_PROBLEM REQUIREMENTS_.
Write out each of the rows below word for word, keeping every line, bracket, and number unchanged.

┌──

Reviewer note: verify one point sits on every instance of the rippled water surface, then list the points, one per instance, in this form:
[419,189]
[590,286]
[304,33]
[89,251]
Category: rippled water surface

└──

_SOLUTION TO THIS EXERCISE_.
Reviewer note: verify one point sits on every instance of the rippled water surface, then list the points, one per instance, in this form:
[419,189]
[590,286]
[304,33]
[89,251]
Category: rippled water surface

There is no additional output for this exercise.